Da svolgere:
a) Ricopia parola per parola il tratto della sentenza sulla simulazione di reato che si apre con le parole contenenti "La condotta contestata" e si chiude con "dall'esame degli imputati.".
b) Scrivi il seguito della sentenza sulla simulazione di reato a partire dall'ultima frase riportata.

Brano estratto:
--

Pretura di Genova,
Sentenza 18 maggio 1999

Simulazione di reato - Reato di pericolo - Offensività della condotta rispetto al bene protetto - Necessità - Notizia di reato infondata icto oculi - Sussistenza del reato - Esclusione

MOTIVI

M. C. e G. T. sono stati rinviati a giudizio con l'accusa di simulazione di reato, per avere, in concorso, mediante denuncia materialmente sporta dal T., affermato che l'auto dello stesso, già danneggiata sul cofano e sulla portiera anteriore destra - dove erano riscontrabili danni da atti vandalici - era stata danneggiata da ignoti anche sulla portiera anteriore sinistra.
La condotta contestata al C. è quella di aver - nella sua qualità di carrozziere - consigliato al T. di denunciare come danno subito (ovviamente per ottenere un indennizzo dall'assicurazione) anche i danni patiti dalla portiera sinistra della sua vettura.
L'istruttoria dibattimentale è stata caratterizzata dall'escussione del perito assicurativo Balma, che constatò i danni lamentati, nonché dall'esame degli imputati.
Sono stati altresì acquisiti, ai sensi dell'art. 512 c.p.p., i verbali degli atti compiuti dall'Ufficiale di p.g. B. E., che ricevette la denuncia e che è deceduto nelle more del procedimento.
Dagli atti utilizzabili è emerso che il T. si è recato a denunciare i danni alla sua vettura in Questura. Ricevuta la denuncia, l'UPG - come si legge nella annotazione di servizio - "insospettito chiedeva allo stesso di poter visionare l'auto per poter constatare che quanto asserito nel verbale corrispondesse a verità"; al che il T. ha affermato che tutto quanto asserito in denuncia era falso e che era stato a ciò consigliato dal C., suo carrozziere.

--

Materiale estratto:
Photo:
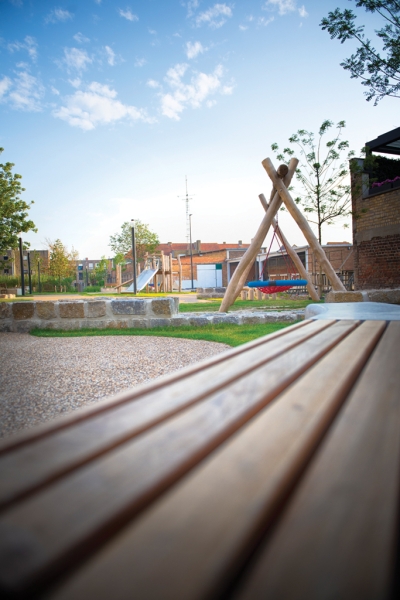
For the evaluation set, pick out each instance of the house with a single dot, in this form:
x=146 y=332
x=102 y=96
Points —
x=376 y=215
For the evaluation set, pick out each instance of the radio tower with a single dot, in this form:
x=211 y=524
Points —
x=187 y=199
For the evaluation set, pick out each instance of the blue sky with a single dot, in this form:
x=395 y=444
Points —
x=106 y=106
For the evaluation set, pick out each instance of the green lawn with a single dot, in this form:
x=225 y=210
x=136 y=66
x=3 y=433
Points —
x=233 y=335
x=215 y=303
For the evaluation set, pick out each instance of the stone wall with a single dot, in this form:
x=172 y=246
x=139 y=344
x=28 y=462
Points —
x=376 y=236
x=78 y=314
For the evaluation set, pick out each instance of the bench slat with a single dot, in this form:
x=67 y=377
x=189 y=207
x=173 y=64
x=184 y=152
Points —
x=338 y=536
x=85 y=507
x=30 y=467
x=192 y=541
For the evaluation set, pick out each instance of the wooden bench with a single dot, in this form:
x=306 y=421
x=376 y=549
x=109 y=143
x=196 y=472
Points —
x=269 y=471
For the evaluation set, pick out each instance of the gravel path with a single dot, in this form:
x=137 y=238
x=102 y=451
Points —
x=42 y=378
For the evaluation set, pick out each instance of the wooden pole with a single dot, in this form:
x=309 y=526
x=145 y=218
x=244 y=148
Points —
x=239 y=276
x=302 y=222
x=292 y=253
x=180 y=272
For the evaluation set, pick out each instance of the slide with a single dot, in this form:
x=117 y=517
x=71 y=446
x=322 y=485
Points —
x=143 y=279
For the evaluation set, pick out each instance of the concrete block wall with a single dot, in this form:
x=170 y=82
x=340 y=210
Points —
x=78 y=314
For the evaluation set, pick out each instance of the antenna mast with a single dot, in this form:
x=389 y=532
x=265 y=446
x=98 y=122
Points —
x=187 y=199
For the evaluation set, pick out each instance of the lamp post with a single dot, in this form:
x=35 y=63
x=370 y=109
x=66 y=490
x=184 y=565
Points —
x=21 y=260
x=134 y=256
x=29 y=273
x=191 y=248
x=40 y=285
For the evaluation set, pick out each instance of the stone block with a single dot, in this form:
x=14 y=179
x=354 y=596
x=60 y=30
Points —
x=253 y=319
x=179 y=321
x=23 y=310
x=71 y=310
x=117 y=324
x=45 y=310
x=5 y=310
x=163 y=306
x=199 y=321
x=138 y=323
x=128 y=307
x=96 y=309
x=160 y=322
x=344 y=297
x=232 y=319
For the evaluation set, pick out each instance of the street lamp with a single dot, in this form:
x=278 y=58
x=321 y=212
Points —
x=21 y=259
x=191 y=249
x=134 y=256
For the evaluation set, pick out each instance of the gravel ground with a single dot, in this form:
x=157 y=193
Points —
x=42 y=378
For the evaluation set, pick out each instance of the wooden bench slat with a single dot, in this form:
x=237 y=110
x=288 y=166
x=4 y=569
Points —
x=29 y=467
x=87 y=506
x=26 y=437
x=338 y=536
x=192 y=541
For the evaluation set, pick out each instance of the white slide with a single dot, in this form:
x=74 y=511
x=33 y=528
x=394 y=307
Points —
x=144 y=278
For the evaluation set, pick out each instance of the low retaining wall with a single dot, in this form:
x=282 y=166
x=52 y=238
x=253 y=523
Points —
x=80 y=314
x=121 y=314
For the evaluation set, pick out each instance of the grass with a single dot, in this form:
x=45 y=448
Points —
x=214 y=304
x=226 y=333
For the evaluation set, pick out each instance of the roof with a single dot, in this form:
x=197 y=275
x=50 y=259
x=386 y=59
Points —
x=182 y=248
x=387 y=143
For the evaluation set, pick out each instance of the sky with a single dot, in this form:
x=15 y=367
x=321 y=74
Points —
x=106 y=107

--

Esercizi svolti:
a)
La condotta contestata al C. è quella di aver - nella sua qualità di carrozziere - consigliato al T. di denunciare come danno subito (ovviamente per ottenere un indennizzo dall'assicurazione) anche i danni patiti dalla portiera sinistra della sua vettura.
L'istruttoria dibattimentale è stata caratterizzata dall'escussione del perito assicurativo Balma, che constatò i danni lamentati, nonché dall'esame degli imputati.

b)
Il delitto di simulazione di reato richiede che la denuncia esponga i fatti in modo che si possa iniziare un procedimento penale per accertare se essi siano effettivamente reato e chi ne sia l'autore. Il presupposto è dunque che i fatti esposti in denuncia appaiano credibili per come sono descritti, per le modalità di presentazione della stessa, per l'atteggiamento concreto di chi la presenta.
Si tratta, infatti, di un reato di pericolo concreto, istantaneo, che si perfeziona allorché venga presentata una denuncia di reato idonea a far si che - giova ribadirlo - "si possa iniziare un procedimento penale per accertarlo".
Se si analizza lo svolgimento dell'episodio nella successione delle diverse fasi si rileva che la denuncia (dal contenuto falso) è stata effettivamente presentata e che l'U.pg. ricevente - nell'atipicità che caratterizza i possibili modi di inizio di un procedimento penale - ha posto in essere atti di indagine col manifestare al T.e l'intenzione di visionare l'auto.
Occorre allora valutare, sulla base delle premesse poste, quale fosse lo scopo dell'atto di indagine posto in essere dall'UPG.
Da quanto emerso, si ritiene che tale manifestata intenzione di andare a visionare l'auto, sia stata motivata non già dalla volontà di effettuare quegli accertamenti ritenuti necessari onde reperire elementi di prova in ordine al reato denunciato - il danneggiamento della vettura ad opera di ignoti - , bensì al fine di valutare la credibilità della denuncia medesima, della quale il B. dubitava, essendosi da subito "insospettito" della veridicità di quanto narratogli dall'imputato.
Tale circostanza è di decisivo rilievo in ordine alla valutazione circa la sussistenza o meno della simulazione di reato , in particolare sotto il profilo della necessaria offensività della condotta rispetto al bene protetto dalla norma, principio che dottrina e giurisprudenza ritengono sia codificato nell'art. 49, comma 2 c.p. D'altra parte, posta la tipizzazione dell'illecito e chiarito che l'atto di indagine - di cui all'art. 367 c.p. - deve essere funzionale all'accertamento del reato denunciato, si rileva che alcuna norma sanziona il comportamento di chi espone un fatto-reato non credibile alla Autorità. Ragionamento che per altra via prova come il fatto per cui è causa non ha rilevanza penale .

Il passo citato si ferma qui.